• _Data supplied_:

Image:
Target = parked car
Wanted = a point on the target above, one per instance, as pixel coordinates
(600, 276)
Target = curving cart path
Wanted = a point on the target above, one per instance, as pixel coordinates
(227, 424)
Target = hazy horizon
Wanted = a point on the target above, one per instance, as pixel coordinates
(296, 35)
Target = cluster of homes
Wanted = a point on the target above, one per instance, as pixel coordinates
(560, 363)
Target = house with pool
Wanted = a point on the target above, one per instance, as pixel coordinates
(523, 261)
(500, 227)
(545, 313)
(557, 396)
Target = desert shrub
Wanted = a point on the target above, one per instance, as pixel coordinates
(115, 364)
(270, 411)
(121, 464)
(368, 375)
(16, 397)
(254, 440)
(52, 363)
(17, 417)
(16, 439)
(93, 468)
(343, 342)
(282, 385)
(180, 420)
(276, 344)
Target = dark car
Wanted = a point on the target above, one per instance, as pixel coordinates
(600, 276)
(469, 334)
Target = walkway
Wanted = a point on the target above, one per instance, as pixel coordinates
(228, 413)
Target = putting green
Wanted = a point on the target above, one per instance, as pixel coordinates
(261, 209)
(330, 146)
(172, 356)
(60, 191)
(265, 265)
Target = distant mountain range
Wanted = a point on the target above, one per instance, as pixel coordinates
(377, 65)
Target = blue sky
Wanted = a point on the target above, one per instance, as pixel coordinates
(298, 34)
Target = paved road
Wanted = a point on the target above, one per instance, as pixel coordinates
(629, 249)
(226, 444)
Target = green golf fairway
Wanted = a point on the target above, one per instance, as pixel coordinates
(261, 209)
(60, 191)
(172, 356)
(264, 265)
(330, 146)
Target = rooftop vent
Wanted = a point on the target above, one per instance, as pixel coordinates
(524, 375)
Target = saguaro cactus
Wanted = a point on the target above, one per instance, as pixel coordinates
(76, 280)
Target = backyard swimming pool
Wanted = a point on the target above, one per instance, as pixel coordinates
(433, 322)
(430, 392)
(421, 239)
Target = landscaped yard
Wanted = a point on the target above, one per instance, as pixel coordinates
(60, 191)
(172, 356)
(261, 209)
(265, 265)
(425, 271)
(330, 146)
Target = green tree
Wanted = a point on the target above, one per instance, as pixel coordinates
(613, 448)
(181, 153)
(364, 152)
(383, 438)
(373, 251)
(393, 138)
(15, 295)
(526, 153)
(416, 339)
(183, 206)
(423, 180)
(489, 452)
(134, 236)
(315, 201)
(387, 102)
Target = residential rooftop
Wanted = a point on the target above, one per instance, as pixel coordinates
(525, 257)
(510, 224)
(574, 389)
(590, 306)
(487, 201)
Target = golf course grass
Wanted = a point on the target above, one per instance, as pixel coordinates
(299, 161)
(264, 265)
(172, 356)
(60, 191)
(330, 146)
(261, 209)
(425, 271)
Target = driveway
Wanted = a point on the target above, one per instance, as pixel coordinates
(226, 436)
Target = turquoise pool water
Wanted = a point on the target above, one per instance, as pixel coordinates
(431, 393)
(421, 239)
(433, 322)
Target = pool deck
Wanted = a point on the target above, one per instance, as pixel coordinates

• _Short exercise_: Could you write out the material above again, replacing "pixel coordinates" with "image coordinates" wherever it occurs and leaving everything else unchanged?

• _Answer to the task_:
Image:
Target = parked car
Wanted = a point on the target above, one per instance, as image coordinates
(600, 276)
Target = curving cart path
Wanted = a point on the target above, one per instance, as image coordinates
(227, 424)
Target = hazy horizon
Wanted = a point on the target above, one per instance, as image coordinates
(296, 35)
Target = cluster of homes
Wanted = a point on the target above, one per instance, as image coordinates
(560, 363)
Target = house with pool
Wanted = a point on the target above, one per instance, as image coordinates
(523, 261)
(500, 227)
(545, 313)
(557, 396)
Target = desert shrub
Wanted = a point on the target above, one per instance, as image coordinates
(115, 364)
(270, 411)
(121, 464)
(368, 375)
(16, 397)
(254, 440)
(52, 363)
(17, 417)
(16, 439)
(93, 468)
(343, 342)
(282, 385)
(180, 420)
(276, 344)
Target = dark car
Wanted = a point on the target above, one per instance, as image coordinates
(600, 276)
(469, 334)
Target = walkway
Wanted = a point on the target above, one per instance, as image coordinates
(228, 413)
Target = putting green
Wanted = a point on the target above, one per instance, as image coordinates
(261, 209)
(330, 146)
(172, 356)
(60, 191)
(265, 265)
Target = distant mountain range
Wanted = a point on the target above, one per instance, as image coordinates
(377, 65)
Target = blue sky
Wanted = a point on the target above, one per instance, as image coordinates
(298, 34)
Target = paved road
Wanted = a point on the target above, one per instance, as image coordinates
(629, 249)
(226, 444)
Target = green golf fairway
Wanted = a point on the target above, one per instance, as image coordinates
(261, 209)
(60, 191)
(172, 356)
(264, 265)
(330, 146)
Target = rooftop vent
Wanted = a point on the target above, one per instance, as image coordinates
(524, 375)
Target = saguaro cactus
Wanted = a point on the target above, one per instance, as image coordinates
(76, 280)
Target = backyard swimming pool
Wanted = a point on the target above, one per instance, as image coordinates
(433, 322)
(430, 392)
(421, 239)
Target = landscaped yard
Wanted = a point on the target above, one per instance, as image coordinates
(60, 191)
(172, 356)
(261, 209)
(265, 265)
(425, 271)
(330, 146)
Target = green tree
Wanted = a point on the target above, one per instance, as image coordinates
(613, 448)
(181, 153)
(364, 152)
(383, 438)
(373, 251)
(393, 138)
(15, 295)
(526, 153)
(416, 339)
(183, 206)
(423, 180)
(489, 452)
(134, 236)
(315, 201)
(387, 102)
Target = residential rooftop
Wanted = a point on the target above, one per instance, as image coordinates
(525, 257)
(510, 224)
(574, 389)
(590, 306)
(487, 201)
Target = golf course grass
Wanted = a point on the target above, one per instance, as image coordinates
(299, 161)
(264, 265)
(172, 356)
(60, 191)
(330, 146)
(261, 209)
(425, 271)
Target = driveway
Wanted = a point on the target above, one per instance, as image coordinates
(226, 436)
Target = turquoise pool water
Wanted = a point on the target above, one per instance, as image coordinates
(431, 393)
(421, 239)
(433, 322)
Target = pool deck
Wanted = a point on the target above, one per instance, as image coordinates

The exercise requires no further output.